-- SOURCE EXCERPT --
###

Grace notes are the nightmare of every notation program I used so far (Finale, Sibelius, and unfortunately Dorico). Dorico even adds the problem that grace note groups have its notes alligned across the staffs that uses them, instead of having each his independent spacing.
But on-the-beat grace notes are the nightmare of nightmares.

Recently I converted a piece to Dorico with this kind of on-the-beat grace notes, and I was forced to adopt different methods for each situation.
The tuplet method is really a PITA as you say (my brains hurts after so many calculations for the ideal ratio), although works well in some situations. But, as you somewhat pointed out, as it isn’t a rhthmically/spacially independent scenario like that of a grace note, poses a lot of note spacing problems if there’s other rhythmic durations on other instruments on the same beat.
What I do in those cases is to simpy put regular grace notes and then space-drag them in Engrave mode to the correct rhythmic place. The problem is that this method is also an enourmous PITA, I’m afraid.
I don’t use here your two-voice notation convention, but this:

so I don’t know if this helps you in your case.

###

-- RECORDS --

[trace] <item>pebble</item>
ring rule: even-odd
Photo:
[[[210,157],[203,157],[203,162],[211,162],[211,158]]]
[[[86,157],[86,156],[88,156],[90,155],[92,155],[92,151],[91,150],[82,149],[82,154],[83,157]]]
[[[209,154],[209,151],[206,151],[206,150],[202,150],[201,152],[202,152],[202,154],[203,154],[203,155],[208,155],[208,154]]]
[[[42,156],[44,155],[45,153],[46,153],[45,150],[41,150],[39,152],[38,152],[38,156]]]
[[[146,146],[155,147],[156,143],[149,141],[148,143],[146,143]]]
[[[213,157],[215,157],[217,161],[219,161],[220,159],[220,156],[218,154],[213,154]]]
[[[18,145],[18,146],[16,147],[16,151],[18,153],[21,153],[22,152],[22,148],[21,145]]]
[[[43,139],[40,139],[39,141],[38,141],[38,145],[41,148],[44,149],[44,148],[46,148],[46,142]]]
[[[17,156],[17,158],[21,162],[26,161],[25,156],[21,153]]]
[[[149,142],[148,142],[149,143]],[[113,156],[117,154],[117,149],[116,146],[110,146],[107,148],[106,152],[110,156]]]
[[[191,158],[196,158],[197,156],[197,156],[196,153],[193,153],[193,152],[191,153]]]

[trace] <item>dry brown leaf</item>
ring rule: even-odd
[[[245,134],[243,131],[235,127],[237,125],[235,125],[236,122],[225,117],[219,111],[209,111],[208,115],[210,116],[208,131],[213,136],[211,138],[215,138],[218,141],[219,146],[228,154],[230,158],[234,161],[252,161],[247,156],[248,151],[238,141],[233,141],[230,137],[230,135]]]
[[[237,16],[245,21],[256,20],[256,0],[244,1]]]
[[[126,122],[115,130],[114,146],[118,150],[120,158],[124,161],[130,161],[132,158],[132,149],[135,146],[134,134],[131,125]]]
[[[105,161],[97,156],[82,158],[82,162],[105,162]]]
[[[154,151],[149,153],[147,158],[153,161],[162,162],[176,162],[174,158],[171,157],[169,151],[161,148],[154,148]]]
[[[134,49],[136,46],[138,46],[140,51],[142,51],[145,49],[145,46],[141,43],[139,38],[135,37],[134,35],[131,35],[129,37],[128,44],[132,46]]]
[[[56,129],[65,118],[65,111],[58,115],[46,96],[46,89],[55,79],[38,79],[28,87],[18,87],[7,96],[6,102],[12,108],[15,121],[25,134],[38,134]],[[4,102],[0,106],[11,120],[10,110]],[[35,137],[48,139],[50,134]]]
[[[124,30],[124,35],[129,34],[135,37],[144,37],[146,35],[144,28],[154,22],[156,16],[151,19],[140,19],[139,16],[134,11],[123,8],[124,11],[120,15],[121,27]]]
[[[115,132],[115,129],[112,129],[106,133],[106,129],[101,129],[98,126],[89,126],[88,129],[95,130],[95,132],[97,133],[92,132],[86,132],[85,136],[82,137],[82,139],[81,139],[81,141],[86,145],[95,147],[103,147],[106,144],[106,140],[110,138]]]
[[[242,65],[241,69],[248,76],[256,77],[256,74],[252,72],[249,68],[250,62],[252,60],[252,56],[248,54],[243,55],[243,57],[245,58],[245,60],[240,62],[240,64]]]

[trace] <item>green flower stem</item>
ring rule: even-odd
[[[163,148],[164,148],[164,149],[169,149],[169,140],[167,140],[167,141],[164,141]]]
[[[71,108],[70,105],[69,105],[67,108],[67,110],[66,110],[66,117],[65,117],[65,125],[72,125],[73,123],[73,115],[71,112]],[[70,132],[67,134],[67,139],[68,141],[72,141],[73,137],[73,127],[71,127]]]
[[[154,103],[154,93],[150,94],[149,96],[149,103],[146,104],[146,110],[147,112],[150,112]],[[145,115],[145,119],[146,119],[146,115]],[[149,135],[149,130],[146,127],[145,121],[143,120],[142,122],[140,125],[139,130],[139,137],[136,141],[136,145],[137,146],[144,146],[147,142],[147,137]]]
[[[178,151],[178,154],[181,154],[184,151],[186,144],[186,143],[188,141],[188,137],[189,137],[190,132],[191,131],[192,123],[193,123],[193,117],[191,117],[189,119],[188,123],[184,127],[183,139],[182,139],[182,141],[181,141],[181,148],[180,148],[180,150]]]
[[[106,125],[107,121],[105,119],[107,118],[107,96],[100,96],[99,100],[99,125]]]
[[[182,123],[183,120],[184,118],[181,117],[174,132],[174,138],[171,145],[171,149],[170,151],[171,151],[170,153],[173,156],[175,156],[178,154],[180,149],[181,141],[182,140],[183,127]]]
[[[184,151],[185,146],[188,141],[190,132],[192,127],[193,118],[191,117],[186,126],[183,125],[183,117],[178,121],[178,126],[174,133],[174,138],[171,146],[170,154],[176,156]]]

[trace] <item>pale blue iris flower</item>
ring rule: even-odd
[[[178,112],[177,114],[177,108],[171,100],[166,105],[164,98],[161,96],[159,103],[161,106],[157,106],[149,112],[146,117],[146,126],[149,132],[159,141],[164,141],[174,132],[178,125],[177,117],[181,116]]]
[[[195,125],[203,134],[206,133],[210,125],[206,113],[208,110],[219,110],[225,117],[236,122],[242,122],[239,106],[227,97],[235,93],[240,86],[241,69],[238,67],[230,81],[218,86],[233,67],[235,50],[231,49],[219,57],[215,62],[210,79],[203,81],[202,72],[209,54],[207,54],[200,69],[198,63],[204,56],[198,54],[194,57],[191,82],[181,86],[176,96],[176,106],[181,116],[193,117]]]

###

-- TASKS TO CARRY OUT --
**a)** Summarize the passage on grace notes in notation software in two sentences.
**b)** Write the next few sentences of the passage on grace notes in notation software, continuing on from its final sentence.

-- ANSWERS TO THE EXERCISES --
**a)** The writer finds grace notes troublesome in every notation program used so far, including Dorico, and regards on-the-beat grace notes as the worst case of all. Converting a piece with such notes to Dorico required different methods: tuplets, which work in some situations but cause spacing problems when other instruments have different durations on the same beat, and regular grace notes dragged into position in Engrave mode, which is also very laborious.

**b)**
I just loath workarounds… What I wished was that, besides the normal/current “acciacaturas” (slashed) before-the-beat graphical placement, there was a behaviour for on-the-beat “appoggiaturas” (unslashed) that would automatically put the grace note group starting on the corresponding rhytmic position, with the notes (including the regular main note) at the right of the rhytmic position.
But I guess that will never happen, as this is to much a niche thing to implement…

I imagine that highly esoteric notation (or playback) will always [involve] a certain amount of working-around, at least until it becomes standard.

Yes, I even forgot the playback trouble (altough my priority is always the notation)…

Hey, @Derrek and @emar ! Thank you very much for sharing your experiences and your solutions! Highly appreciated! (Due to a flue my response comes very late, sorry for that!)
Personally, I do not care so much about playback (I usually use Cubase for that), but very much about layout.
And … I am not so sure, if this is “esoteric” notation… :wink: Maybe you use the term in a special manner that I am not aware of. But I would connect composers like Ligeti and Boulez to such composition techniques, and those do not classify as “esoteric”, right?

Performance-wise, the before-/on-the-beat concepts (acciacatura/appoggiatura, in baroque? terminology) are certainly not esoteric things, going back to centuries ago. What isn’t that common is the more specific notation for on-the-beat grace notes, which can vary depending on the situation or the composer.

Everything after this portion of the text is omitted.